**Отрывок страницы**
# # # # # # #

И даже в передней, когда, прощаясь, я все же заикнулся: «А как вам мои стихи?» — Асеев опять дернул за руку Оксану и с обидным восхищением повторил:
— Нет, ты посмотри, какой парень. Глазищи-то, а? Смерть девчонкам!
С тех пор прошло много лет. Со спокойным сочувствием смотрю я на худощавого широкоплечего парня, который, отделившись от друзей, размашисто шагает по ночной Москве. Он смаргивает слезы, но не вытирает их, совсем еще юнец. Но вот он остановился и с размаху ударил кулаком о фонарный столб.
В эту ночь он изорвет в клочки три тетради, исписанные сверху донизу. Он попробует начать все сызнова. В восемнадцать лет это не кажется невозможным. И все же это трудно даже в восемнадцать. Ведь как писать по-другому, он еще не знает. Он знает лишь, что так писать, как до сих пор, он не будет.
Вот что наделала одна фраза Асеева! Оглядываясь назад, я не могу не позавидовать Николаю Николаевичу. Вряд ли кто-нибудь из моего поколения сможет не только что одним словом, а одной лишь «фигурой умолчания» вызвать подобный душевный переворот в каком-нибудь абитуриенте.
С Асеевым после я встречался много раз. Уже через год он обрадовал меня до умопомрачения, сказав про свеженаписанное всего два слова. «Это — стихи». Утвердительная интонация показала мне, что я стучусь не в глухую дверь.
Михаил Кульчицкий
Трудно передать ощущение предвоенной молодости. Полная внутренняя несвязанность в жестких рамках внешней дисциплины. Беззаботность в частностях с целеустремленностью в главном. Замах на огромные задачи, пренебрежение к повседневным заботам. Поиски легенд в прошлом, угадывание их в будущем. Все это вместе можно назвать, наверное, романтикой молодости. Молодости, имеющей точный адрес: Москва накануне войны.

# # # # # # #

**Задача**
Обновите часть отрывка о встречах с Асеевым, которая открывается словами «В эту ночь он» и завершается словами «в глухую дверь.»: перепишите её, поставив «семнадцать» вместо «восемнадцать».

**Исходные данные**
# # # # # # #

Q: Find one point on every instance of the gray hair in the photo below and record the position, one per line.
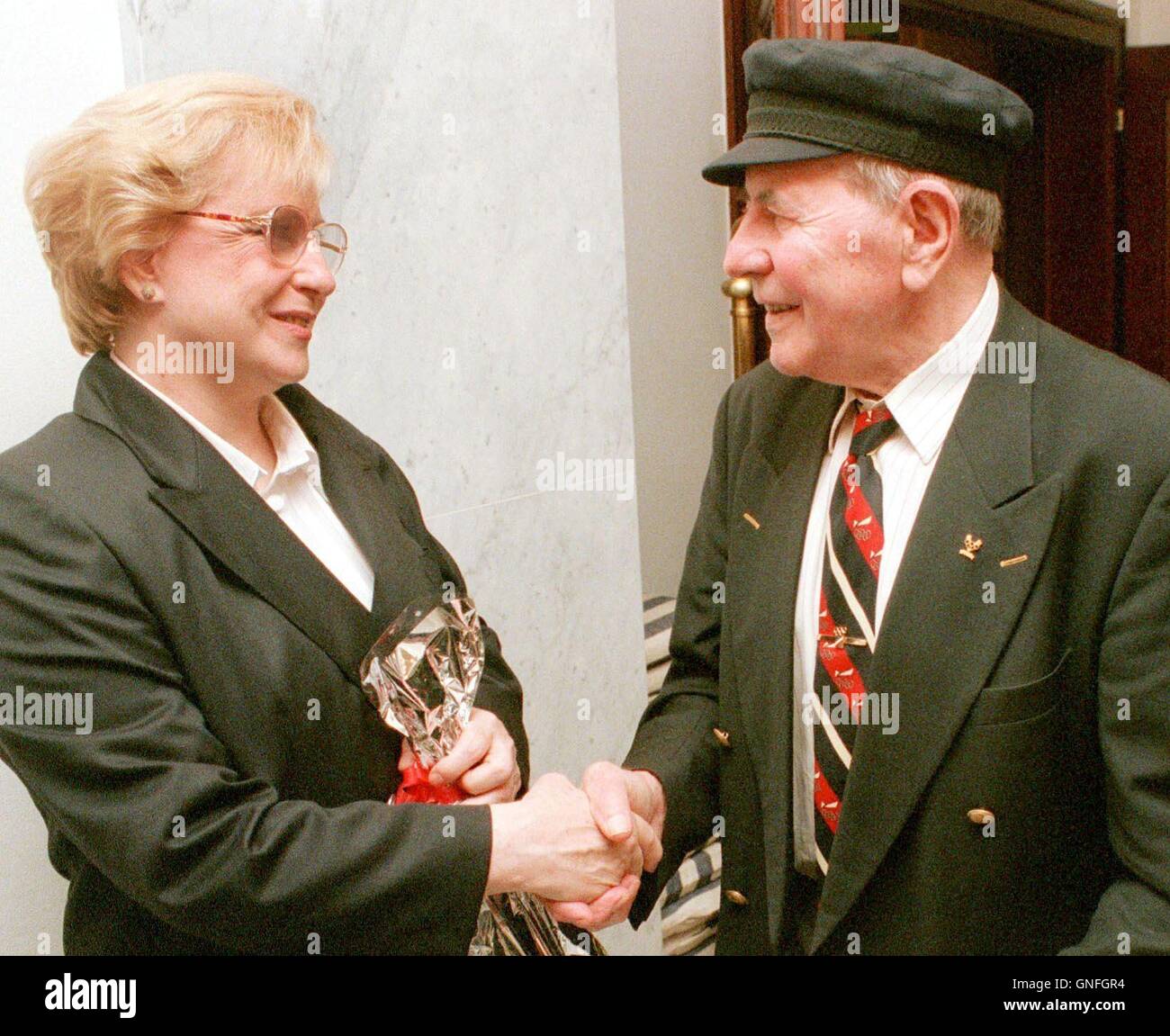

# # # # # # #

**Ожидаемый ответ**
В эту ночь он изорвет в клочки три тетради, исписанные сверху донизу. Он попробует начать все сызнова. В семнадцать лет это не кажется невозможным. И все же это трудно даже в семнадцать. Ведь как писать по-другому, он еще не знает. Он знает лишь, что так писать, как до сих пор, он не будет.
Вот что наделала одна фраза Асеева! Оглядываясь назад, я не могу не позавидовать Николаю Николаевичу. Вряд ли кто-нибудь из моего поколения сможет не только что одним словом, а одной лишь «фигурой умолчания» вызвать подобный душевный переворот в каком-нибудь абитуриенте.
С Асеевым после я встречался много раз. Уже через год он обрадовал меня до умопомрачения, сказав про свеженаписанное всего два слова. «Это — стихи». Утвердительная интонация показала мне, что я стучусь не в глухую дверь.